▸ **Çalışma soruları**
A: Gösterilen metinde "Zihnî işgale kaynaklık" sözlerinden başlayıp "dünyayı cehenneme çevirdi." sözleri de dahil olmak üzere o kısma kadar olan bölümü hiçbir değişiklik yapmadan yeniden yazar mısınız?
B: Aşağıdaki ifadeler gösterilen metinle uyuşuyor mu? Her biri için evet ya da hayır deyin ve kararı belirleyen sözleri metinden aynen alıntılayın.
(i) 1648 Vestfalya Anlaşması, modern Avrupa'nın kuruluş sürecinin başlangıç tarihi olarak anılıyor.
(ii) Avrupalılar yalnızca siyasi ve coğrafi işgalle yetindiler.
(iii) Kapitalizm gücünü entelektüel sermayeden bağımsız olarak elde ettiği ekonomik sermayeye borçludur.

▸ **Gösterilen metin**

--

Zihnî işgale kaynaklık eden modern üniversite, emperyalizmin ve kolonyalizmin kapılarını sonuna kadar açan kapitalizmin bütün günahlarının kaynağı ve günah çıkarma mabedi olup çıkıvermişti! Meselâ pandemi sürecinde bilim merkezleri üniversiteler ilaç şirketleri ile işbirliği yaptılar, insanlığın kaderiyle oynamaktan çekinmediler! Kapitalizm, varlığını entelektüel sermayeye, gücünü ise entelektüel sermaye üzerinden devşirdiği ekonomik sermayeye borçlu.
Zihnimiz çağdaş hurafeler çöplüğüne dönüştü: Batı uygarlığı, modernlik ve postmodernlik tecrübesiyle, bütün her şeyi yerinden etti, zihnimizi körleştirdi, entelektüel felçleşme yaşattı ve dünyayı cehenneme çevirdi.
Batı uygarlığının dünya üzerinde hegemonya kurmaya başladığı dönemden itibaren dünya yaşanamayacak bir çatışma, savaş ve kaos arenasına dönüştü. 1648 Vestfalya Anlaşması, modern Avrupa'nın, ulus-devlet imparatorluklarının kuruluş sürecinin siyasî ve iktisadî olarak başlangıç tarihidir.
O gün bugündür, dünya günyüzü görmüyor. Avrupalılar, birkaç asırlık bir süre zarfında bütün dünyanın kıtalarını işgal ettiler, tabiî ve kültürel kaynaklarını tarumar ettiler, dünyanın her tarafını, her karışını, bütün kültürlerini kontrol ve kolonize ettiler. Bütün dünyayı köleleştirdiler. Sadece siyasî ve coğrafî işgalle yetinmediler. Zihinleri de işgal ederek epistemik kölelere dönüştürdüler bütün insanlığı.

--

▸ **Verilen bilgiler**
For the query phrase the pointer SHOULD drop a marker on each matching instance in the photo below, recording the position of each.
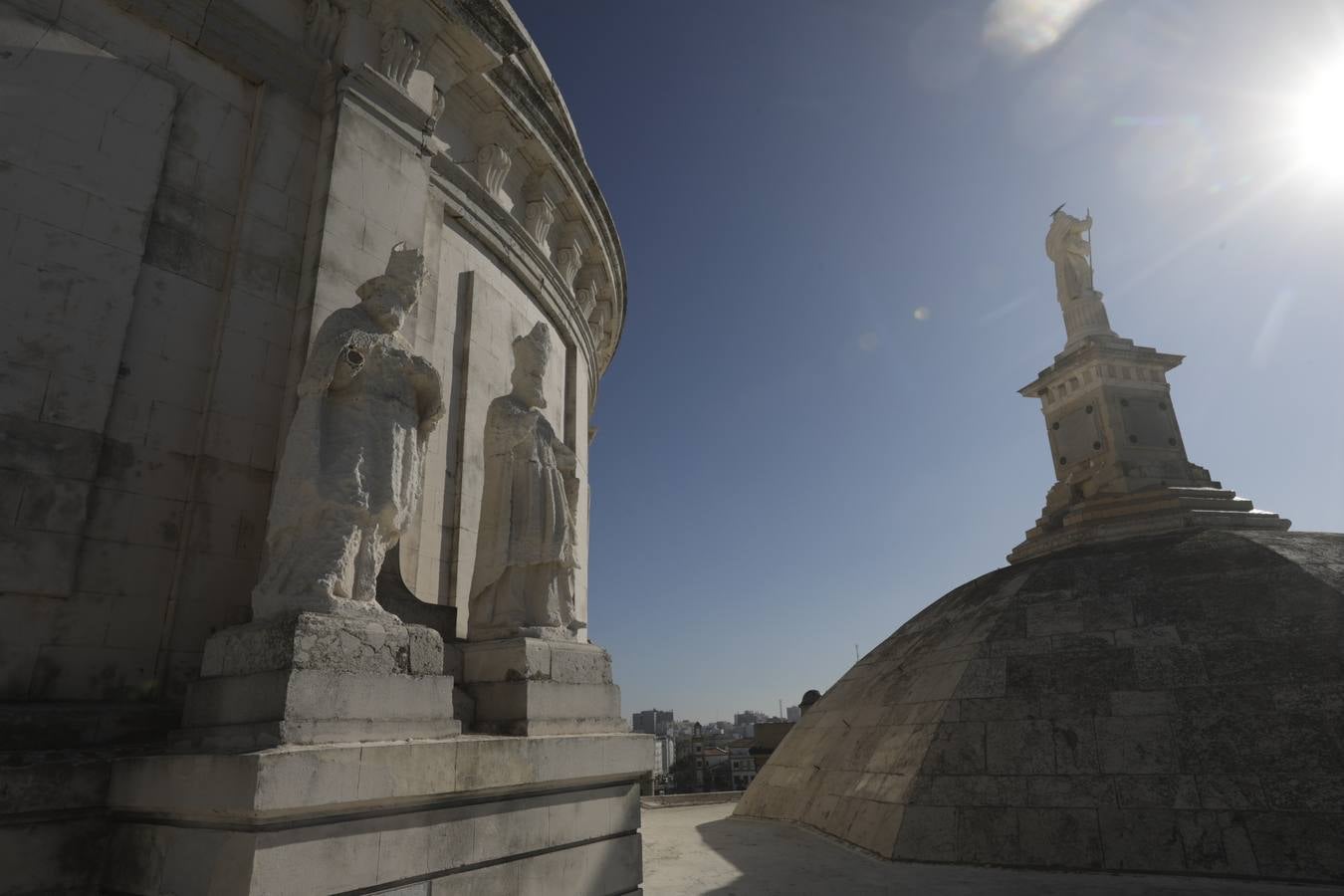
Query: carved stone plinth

--

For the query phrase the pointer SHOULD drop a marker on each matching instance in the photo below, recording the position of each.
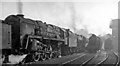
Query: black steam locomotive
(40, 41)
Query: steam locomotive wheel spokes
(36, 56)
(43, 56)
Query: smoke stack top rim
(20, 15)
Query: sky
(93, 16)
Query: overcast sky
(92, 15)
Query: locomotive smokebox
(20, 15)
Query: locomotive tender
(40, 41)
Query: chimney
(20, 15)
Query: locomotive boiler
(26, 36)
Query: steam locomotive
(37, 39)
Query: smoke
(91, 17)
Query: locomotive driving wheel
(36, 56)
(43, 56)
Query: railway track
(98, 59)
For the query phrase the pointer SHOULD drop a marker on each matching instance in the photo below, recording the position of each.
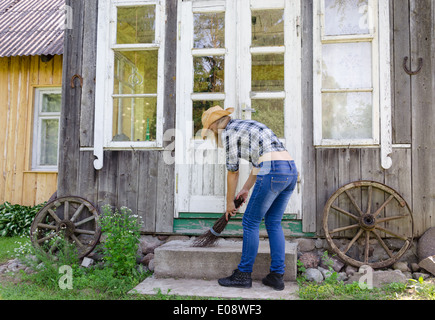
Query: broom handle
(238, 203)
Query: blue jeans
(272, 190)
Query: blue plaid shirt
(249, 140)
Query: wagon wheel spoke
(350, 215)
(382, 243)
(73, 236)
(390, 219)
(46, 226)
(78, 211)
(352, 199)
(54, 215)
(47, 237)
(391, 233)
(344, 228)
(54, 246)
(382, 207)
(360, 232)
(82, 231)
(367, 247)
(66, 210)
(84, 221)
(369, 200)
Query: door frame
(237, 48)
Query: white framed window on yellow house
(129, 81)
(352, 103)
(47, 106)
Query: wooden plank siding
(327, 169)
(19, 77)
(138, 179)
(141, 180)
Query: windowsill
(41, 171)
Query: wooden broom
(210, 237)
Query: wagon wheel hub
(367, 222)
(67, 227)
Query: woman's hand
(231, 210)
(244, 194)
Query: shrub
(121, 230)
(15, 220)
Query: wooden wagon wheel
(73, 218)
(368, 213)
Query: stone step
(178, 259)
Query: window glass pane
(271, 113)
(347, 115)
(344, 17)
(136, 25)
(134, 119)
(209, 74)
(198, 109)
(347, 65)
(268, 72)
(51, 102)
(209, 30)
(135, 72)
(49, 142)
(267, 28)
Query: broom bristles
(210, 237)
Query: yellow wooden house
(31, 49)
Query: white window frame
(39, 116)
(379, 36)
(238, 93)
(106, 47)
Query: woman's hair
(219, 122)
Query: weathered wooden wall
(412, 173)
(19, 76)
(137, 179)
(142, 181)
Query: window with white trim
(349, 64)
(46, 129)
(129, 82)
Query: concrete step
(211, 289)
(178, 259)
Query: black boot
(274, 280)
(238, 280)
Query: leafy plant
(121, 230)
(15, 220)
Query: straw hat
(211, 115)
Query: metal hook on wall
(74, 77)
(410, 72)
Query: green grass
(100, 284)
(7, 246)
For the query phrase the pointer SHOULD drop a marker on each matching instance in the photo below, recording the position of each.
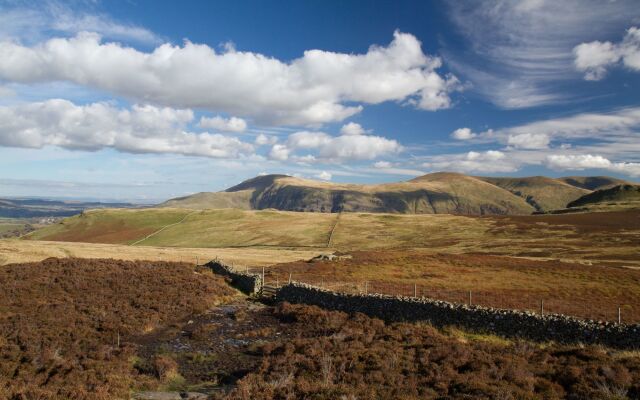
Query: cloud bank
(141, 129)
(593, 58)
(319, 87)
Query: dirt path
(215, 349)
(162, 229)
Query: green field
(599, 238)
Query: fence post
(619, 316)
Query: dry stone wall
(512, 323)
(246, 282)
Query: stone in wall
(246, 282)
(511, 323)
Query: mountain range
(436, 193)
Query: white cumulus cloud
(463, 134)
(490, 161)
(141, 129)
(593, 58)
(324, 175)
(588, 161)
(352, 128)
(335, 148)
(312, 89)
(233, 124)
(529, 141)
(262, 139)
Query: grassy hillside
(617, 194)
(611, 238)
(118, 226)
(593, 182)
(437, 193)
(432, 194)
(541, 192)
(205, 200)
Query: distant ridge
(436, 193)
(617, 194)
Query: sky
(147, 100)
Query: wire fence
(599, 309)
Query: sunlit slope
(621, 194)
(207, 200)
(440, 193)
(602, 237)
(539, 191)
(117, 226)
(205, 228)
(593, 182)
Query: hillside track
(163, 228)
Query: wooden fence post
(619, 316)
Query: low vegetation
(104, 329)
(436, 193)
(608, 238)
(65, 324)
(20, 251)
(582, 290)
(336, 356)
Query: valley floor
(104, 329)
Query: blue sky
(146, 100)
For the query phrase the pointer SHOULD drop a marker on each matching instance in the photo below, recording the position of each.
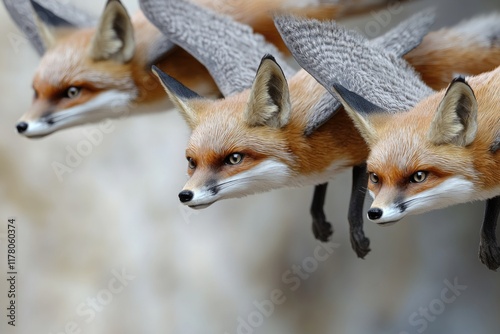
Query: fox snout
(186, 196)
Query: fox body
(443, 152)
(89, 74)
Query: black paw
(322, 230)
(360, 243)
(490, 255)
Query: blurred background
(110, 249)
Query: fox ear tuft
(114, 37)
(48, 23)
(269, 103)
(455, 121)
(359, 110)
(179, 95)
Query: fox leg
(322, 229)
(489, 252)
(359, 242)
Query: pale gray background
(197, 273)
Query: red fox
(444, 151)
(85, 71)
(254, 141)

--

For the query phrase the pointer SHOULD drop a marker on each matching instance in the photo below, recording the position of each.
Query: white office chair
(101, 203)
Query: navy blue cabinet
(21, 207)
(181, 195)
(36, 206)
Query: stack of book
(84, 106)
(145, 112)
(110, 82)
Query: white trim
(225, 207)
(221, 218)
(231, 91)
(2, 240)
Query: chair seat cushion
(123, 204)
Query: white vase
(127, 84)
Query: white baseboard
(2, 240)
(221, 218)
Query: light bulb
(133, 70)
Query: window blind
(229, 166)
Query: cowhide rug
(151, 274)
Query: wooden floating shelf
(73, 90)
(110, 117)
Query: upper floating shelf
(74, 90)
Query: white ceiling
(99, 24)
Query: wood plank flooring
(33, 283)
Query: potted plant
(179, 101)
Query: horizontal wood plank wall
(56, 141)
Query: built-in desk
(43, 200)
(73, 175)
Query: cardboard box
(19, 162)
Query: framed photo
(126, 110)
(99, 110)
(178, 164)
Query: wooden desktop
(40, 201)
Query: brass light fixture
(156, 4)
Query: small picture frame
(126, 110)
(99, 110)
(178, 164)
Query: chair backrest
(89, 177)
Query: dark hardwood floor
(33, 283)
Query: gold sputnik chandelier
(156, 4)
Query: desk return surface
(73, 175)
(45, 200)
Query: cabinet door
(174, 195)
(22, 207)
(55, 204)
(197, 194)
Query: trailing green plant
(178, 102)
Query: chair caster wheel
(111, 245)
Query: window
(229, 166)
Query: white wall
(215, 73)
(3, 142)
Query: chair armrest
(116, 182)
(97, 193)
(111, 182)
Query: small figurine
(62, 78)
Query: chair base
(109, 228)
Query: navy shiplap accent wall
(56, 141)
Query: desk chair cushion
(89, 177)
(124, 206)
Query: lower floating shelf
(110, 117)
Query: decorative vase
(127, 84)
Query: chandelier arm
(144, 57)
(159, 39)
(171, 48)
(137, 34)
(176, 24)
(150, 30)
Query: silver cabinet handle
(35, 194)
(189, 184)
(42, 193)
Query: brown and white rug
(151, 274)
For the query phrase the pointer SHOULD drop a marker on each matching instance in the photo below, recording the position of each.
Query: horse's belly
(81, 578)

--

▸ **Görevlerin cevapları**
A:
Zihnî işgale kaynaklık eden modern üniversite, emperyalizmin ve kolonyalizmin kapılarını sonuna kadar açan kapitalizmin bütün günahlarının kaynağı ve günah çıkarma mabedi olup çıkıvermişti! Meselâ pandemi sürecinde bilim merkezleri üniversiteler ilaç şirketleri ile işbirliği yaptılar, insanlığın kaderiyle oynamaktan çekinmediler! Kapitalizm, varlığını entelektüel sermayeye, gücünü ise entelektüel sermaye üzerinden devşirdiği ekonomik sermayeye borçlu.
Zihnimiz çağdaş hurafeler çöplüğüne dönüştü: Batı uygarlığı, modernlik ve postmodernlik tecrübesiyle, bütün her şeyi yerinden etti, zihnimizi körleştirdi, entelektüel felçleşme yaşattı ve dünyayı cehenneme çevirdi.

B:
(i) Evet: "1648 Vestfalya Anlaşması, modern Avrupa'nın, ulus-devlet imparatorluklarının kuruluş sürecinin siyasî ve iktisadî olarak başlangıç tarihidir."
(ii) Hayır: "Sadece siyasî ve coğrafî işgalle yetinmediler."
(iii) Hayır: "Kapitalizm, varlığını entelektüel sermayeye, gücünü ise entelektüel sermaye üzerinden devşirdiği ekonomik sermayeye borçlu."